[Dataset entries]
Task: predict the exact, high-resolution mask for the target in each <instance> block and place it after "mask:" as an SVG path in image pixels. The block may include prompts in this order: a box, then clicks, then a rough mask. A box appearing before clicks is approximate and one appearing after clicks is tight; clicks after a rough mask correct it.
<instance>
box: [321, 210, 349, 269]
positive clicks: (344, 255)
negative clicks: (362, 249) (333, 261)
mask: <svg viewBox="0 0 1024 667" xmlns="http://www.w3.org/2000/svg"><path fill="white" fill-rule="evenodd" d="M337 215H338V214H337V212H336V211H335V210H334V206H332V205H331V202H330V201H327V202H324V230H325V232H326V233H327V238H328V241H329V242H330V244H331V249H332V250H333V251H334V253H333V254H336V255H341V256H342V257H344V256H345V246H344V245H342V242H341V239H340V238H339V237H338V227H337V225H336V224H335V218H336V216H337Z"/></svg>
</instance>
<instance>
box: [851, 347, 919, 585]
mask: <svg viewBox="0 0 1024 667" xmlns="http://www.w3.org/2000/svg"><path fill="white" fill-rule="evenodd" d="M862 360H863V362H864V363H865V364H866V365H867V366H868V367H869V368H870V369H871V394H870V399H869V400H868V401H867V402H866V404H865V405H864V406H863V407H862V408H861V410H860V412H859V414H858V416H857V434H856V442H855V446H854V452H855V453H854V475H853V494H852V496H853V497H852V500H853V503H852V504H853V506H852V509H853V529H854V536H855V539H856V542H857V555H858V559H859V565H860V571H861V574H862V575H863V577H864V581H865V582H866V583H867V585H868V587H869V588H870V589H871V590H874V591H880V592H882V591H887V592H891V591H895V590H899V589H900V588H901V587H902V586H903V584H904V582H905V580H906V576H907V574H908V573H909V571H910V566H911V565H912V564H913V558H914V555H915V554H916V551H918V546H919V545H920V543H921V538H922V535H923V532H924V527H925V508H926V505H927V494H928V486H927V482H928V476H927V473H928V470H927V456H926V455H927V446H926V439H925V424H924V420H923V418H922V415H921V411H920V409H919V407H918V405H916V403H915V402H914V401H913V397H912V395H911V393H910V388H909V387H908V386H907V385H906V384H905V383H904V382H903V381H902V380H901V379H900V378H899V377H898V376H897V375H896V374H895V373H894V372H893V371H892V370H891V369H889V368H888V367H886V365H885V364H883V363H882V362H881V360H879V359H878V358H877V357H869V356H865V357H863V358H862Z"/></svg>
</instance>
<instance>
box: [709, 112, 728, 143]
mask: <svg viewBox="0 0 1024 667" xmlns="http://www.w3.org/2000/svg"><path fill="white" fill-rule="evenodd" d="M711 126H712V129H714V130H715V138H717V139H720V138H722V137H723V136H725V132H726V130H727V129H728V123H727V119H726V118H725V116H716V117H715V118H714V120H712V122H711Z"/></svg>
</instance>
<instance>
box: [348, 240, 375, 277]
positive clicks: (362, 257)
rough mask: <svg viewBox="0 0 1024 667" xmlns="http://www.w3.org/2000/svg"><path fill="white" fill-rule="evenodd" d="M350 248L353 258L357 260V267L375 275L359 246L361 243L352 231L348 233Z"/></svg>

**What you are asked to do:** Send back each record exactly as it stands.

**Task output:**
Task: predict the exact, high-resolution mask for the target in each <instance> block and place it after "mask:" as an SVG path in image pixels. The block may include prompts in this order: a box, then clicks, then a rough mask. A box appearing before clicks is approximate and one appearing after clicks is tight; clicks after a rough mask correct it.
<instance>
box: [321, 210, 349, 269]
positive clicks: (344, 255)
negative clicks: (362, 249) (333, 261)
mask: <svg viewBox="0 0 1024 667" xmlns="http://www.w3.org/2000/svg"><path fill="white" fill-rule="evenodd" d="M337 215H338V214H337V212H336V211H335V210H334V206H332V205H331V202H330V201H327V202H324V230H325V232H326V233H327V238H328V241H329V242H330V244H331V249H332V250H333V251H334V253H333V254H336V255H341V256H342V257H344V256H345V246H344V245H342V242H341V239H340V238H339V237H338V227H337V225H336V224H335V218H336V216H337Z"/></svg>
</instance>
<instance>
box: [851, 347, 919, 585]
mask: <svg viewBox="0 0 1024 667" xmlns="http://www.w3.org/2000/svg"><path fill="white" fill-rule="evenodd" d="M862 360H863V362H864V363H865V364H866V365H867V366H868V367H869V368H870V369H871V394H870V399H869V400H868V401H867V402H866V404H865V405H864V406H863V407H862V408H861V410H860V412H859V414H858V416H857V434H856V442H855V446H854V452H855V453H854V475H853V494H852V496H853V497H852V500H853V503H852V504H853V506H852V509H853V529H854V536H855V539H856V542H857V555H858V559H859V565H860V571H861V574H862V575H863V577H864V581H865V582H866V583H867V585H868V587H869V588H870V589H871V590H874V591H880V592H882V591H887V592H891V591H895V590H899V589H900V588H901V587H902V586H903V584H904V582H905V580H906V576H907V574H908V573H909V571H910V566H911V565H912V564H913V558H914V555H915V554H916V551H918V546H919V545H920V543H921V538H922V535H923V532H924V527H925V508H926V505H927V494H928V486H927V482H928V476H927V473H928V470H927V456H926V455H927V446H926V439H925V424H924V420H923V418H922V415H921V411H920V409H919V407H918V405H916V403H915V402H914V401H913V397H912V395H911V393H910V388H909V387H908V386H907V385H906V384H905V383H904V382H903V381H902V380H901V379H900V378H899V377H898V376H897V375H896V374H895V373H894V372H893V371H892V370H891V369H889V368H888V367H886V365H885V364H883V363H882V362H881V360H879V359H878V358H877V357H869V356H865V357H863V358H862Z"/></svg>
</instance>
<instance>
box: [709, 112, 728, 143]
mask: <svg viewBox="0 0 1024 667" xmlns="http://www.w3.org/2000/svg"><path fill="white" fill-rule="evenodd" d="M711 126H712V129H714V130H715V138H717V139H720V138H722V137H723V136H725V132H726V130H727V129H728V123H727V119H726V118H725V116H716V117H715V118H714V120H712V122H711Z"/></svg>
</instance>
<instance>
box: [348, 240, 375, 277]
positive clicks: (362, 257)
rough mask: <svg viewBox="0 0 1024 667" xmlns="http://www.w3.org/2000/svg"><path fill="white" fill-rule="evenodd" d="M350 248L353 258L357 260V267L375 275L359 246L361 243L352 231L348 233Z"/></svg>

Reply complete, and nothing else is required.